TASK BRIEF: Reproduce verbatim the final portion of the material below, from the line containing "Task: set one pin on each instance of the oval" through its last line, and nothing else.

GIVEN INFORMATION:

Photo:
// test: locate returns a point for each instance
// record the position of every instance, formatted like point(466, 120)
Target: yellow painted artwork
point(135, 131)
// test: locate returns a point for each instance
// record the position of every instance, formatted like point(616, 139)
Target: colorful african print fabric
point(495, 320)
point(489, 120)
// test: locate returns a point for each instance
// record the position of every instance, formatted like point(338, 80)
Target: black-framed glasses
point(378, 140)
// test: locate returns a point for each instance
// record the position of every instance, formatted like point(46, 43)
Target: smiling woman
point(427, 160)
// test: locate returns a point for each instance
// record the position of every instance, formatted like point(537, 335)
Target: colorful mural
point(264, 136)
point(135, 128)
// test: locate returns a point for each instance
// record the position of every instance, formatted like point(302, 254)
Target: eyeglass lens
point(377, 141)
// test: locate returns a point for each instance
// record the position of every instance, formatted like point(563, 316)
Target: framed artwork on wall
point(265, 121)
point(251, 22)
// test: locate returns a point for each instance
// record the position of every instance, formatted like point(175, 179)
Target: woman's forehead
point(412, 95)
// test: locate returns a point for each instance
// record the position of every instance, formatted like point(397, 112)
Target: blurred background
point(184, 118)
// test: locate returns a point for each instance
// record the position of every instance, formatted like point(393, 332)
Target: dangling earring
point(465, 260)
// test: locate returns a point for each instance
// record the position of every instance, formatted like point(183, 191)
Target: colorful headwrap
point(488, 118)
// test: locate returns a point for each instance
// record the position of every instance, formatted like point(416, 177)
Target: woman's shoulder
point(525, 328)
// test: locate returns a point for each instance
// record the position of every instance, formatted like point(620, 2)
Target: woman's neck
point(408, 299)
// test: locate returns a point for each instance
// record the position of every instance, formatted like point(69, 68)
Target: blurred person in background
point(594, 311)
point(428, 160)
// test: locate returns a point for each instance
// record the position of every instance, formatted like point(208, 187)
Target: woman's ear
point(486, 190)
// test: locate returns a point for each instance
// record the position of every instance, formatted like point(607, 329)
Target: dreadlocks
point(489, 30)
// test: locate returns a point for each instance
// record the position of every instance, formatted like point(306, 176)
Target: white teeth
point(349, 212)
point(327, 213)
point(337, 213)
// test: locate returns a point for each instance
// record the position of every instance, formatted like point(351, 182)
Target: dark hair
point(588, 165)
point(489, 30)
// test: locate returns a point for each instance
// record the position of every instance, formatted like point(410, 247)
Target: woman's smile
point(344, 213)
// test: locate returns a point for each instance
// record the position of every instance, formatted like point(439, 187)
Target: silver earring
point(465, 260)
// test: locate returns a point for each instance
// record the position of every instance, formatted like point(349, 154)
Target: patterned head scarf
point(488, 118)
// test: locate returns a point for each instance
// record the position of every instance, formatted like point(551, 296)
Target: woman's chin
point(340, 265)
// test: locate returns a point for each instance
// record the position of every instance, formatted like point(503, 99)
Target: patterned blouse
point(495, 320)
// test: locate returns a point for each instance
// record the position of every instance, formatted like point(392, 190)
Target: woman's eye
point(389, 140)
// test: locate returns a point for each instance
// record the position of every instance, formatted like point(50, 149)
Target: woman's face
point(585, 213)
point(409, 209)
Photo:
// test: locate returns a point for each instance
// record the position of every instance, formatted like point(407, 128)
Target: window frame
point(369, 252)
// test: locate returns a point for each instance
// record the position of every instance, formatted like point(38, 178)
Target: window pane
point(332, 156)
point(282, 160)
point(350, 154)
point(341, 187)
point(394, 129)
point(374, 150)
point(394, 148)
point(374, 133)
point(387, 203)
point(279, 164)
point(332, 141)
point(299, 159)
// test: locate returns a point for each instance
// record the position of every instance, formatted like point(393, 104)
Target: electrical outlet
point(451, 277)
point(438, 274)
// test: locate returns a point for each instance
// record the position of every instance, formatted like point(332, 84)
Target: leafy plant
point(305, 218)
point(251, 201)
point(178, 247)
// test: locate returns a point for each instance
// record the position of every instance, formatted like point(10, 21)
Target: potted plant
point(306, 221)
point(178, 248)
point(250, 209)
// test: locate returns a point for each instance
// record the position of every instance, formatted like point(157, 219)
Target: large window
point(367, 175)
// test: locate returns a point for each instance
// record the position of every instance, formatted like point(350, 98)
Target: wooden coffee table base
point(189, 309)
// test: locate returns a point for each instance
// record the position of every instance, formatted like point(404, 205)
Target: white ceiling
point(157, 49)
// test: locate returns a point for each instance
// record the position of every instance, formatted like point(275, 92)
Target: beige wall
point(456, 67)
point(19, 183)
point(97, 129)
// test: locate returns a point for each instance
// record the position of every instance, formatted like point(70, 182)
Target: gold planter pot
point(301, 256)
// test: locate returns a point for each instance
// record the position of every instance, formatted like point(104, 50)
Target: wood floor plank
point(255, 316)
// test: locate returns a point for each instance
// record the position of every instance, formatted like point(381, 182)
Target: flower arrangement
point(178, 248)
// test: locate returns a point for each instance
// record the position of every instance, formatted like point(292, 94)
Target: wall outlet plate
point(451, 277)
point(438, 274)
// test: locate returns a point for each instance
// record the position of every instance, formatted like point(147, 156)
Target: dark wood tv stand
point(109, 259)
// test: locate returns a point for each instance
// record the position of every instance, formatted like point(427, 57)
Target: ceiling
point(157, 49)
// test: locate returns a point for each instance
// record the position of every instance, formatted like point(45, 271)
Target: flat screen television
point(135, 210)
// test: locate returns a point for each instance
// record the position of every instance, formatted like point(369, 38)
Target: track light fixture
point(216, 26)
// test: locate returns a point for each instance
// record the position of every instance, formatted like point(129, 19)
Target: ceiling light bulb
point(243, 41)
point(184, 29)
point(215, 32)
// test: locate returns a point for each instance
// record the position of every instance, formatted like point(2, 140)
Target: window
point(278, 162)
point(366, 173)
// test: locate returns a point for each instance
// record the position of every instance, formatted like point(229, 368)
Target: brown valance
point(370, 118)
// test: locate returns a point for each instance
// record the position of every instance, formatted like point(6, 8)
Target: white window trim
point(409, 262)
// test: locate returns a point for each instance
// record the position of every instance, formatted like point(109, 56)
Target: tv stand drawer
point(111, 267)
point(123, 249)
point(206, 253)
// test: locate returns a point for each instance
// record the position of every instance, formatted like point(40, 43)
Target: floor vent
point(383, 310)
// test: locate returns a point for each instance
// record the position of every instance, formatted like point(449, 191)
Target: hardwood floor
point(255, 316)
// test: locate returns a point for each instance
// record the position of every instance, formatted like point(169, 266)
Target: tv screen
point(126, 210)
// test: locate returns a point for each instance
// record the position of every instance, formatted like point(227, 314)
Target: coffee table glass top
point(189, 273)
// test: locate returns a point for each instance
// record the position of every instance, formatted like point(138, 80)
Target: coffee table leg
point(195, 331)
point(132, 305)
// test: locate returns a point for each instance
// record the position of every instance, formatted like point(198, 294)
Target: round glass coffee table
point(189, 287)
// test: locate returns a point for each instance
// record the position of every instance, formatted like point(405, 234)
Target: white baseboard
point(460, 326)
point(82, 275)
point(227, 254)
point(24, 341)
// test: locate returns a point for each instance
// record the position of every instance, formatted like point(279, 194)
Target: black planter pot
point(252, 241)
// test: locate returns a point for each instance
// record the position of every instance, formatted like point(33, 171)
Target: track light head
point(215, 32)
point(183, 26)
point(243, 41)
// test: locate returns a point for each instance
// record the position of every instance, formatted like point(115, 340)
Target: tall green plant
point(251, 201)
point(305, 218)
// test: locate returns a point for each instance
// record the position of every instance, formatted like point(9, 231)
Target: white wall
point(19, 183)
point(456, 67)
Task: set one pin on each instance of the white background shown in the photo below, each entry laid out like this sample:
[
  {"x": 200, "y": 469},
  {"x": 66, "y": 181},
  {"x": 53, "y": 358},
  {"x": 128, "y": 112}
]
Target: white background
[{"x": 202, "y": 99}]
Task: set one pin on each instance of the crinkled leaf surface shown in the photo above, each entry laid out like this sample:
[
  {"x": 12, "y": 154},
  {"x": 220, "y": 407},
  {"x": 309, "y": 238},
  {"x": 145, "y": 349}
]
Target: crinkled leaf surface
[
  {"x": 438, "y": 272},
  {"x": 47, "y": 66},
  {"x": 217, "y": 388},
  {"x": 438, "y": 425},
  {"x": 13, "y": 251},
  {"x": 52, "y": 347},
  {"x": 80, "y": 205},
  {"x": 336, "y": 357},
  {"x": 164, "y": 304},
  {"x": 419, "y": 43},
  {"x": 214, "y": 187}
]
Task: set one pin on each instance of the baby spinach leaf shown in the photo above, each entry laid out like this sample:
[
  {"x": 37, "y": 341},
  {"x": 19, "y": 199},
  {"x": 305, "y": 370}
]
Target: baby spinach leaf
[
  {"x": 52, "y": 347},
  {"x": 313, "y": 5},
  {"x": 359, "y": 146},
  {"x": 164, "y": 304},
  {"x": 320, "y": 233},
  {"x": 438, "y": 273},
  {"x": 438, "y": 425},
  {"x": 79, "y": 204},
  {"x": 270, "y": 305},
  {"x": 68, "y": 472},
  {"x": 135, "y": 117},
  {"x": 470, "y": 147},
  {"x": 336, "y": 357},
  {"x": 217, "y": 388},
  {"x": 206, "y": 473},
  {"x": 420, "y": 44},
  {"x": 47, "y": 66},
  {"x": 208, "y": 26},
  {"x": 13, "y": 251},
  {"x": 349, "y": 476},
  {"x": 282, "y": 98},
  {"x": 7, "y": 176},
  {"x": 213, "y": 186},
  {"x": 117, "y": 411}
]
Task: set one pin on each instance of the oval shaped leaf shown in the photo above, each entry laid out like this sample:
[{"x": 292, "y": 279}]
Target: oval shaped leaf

OUTPUT BELOW:
Task: set one pin on each instance of the oval shaped leaf shown in the photo above, each entry laid out like this sample:
[{"x": 292, "y": 279}]
Target: oval shaped leaf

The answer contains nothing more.